Write out, exactly as they appear, only the lines running from the line with "the cat's body." to the final line of the listing; include both.

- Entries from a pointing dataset
*****

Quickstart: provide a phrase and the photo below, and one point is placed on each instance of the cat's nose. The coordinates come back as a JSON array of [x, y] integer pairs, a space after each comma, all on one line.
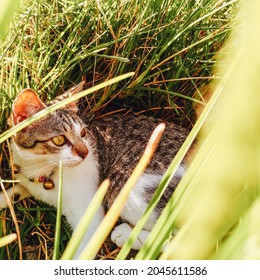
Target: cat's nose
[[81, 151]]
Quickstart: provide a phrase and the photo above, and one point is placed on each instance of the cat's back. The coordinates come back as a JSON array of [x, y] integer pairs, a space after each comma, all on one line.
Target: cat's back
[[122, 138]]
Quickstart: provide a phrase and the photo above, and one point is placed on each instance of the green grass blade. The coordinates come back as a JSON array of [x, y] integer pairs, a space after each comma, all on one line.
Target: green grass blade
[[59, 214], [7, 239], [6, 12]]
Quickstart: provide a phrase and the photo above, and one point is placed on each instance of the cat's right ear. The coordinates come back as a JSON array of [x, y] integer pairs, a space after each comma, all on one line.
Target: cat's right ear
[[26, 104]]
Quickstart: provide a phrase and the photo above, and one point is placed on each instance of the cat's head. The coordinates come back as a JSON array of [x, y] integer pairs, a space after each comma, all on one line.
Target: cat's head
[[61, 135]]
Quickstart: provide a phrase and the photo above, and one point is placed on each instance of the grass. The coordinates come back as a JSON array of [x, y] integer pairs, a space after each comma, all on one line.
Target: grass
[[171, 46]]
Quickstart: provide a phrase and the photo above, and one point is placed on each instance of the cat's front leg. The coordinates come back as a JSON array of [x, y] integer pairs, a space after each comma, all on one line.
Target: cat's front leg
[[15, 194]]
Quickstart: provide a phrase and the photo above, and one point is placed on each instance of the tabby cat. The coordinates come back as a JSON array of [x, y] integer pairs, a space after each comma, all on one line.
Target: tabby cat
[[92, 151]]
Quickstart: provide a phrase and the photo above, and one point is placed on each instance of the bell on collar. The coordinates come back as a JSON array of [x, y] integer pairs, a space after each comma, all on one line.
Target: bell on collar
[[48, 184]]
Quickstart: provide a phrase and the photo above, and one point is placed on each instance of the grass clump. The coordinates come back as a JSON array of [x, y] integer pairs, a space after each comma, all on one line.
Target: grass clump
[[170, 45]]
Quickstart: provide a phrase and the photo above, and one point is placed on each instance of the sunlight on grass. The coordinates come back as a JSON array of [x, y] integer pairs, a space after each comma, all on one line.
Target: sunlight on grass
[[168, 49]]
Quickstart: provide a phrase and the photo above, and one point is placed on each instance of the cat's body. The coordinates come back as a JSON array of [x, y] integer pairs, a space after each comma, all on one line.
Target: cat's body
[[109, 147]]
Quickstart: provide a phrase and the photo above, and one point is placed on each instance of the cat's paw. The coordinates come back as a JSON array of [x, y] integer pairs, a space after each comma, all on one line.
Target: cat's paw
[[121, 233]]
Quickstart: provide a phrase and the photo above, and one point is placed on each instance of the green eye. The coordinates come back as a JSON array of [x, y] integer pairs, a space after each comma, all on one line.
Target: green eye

*****

- SOLUTION FOR THIS EXERCISE
Quickstart: provide a phrase and the photo above, and one point is placed on each instance of the cat's body. The coordinates come back as a JSON array of [x, y] integer pairs, a space after each comma, all on one line.
Target: cat's body
[[109, 147]]
Quickstart: provide a phrase and the photo above, and one point is placed on each instance of the cat's paw. The coordinates come back as a JSON array of [x, y] integer pairs, a space after each comma, all on one line.
Target: cat's paw
[[121, 233]]
Quickstart: provide a phrase and the photo above, and one point is placed on each instance of the green eye. The coordinates come back as a JSON array of [x, y] integer pairs, a space after each comma, all on one line.
Target: green eye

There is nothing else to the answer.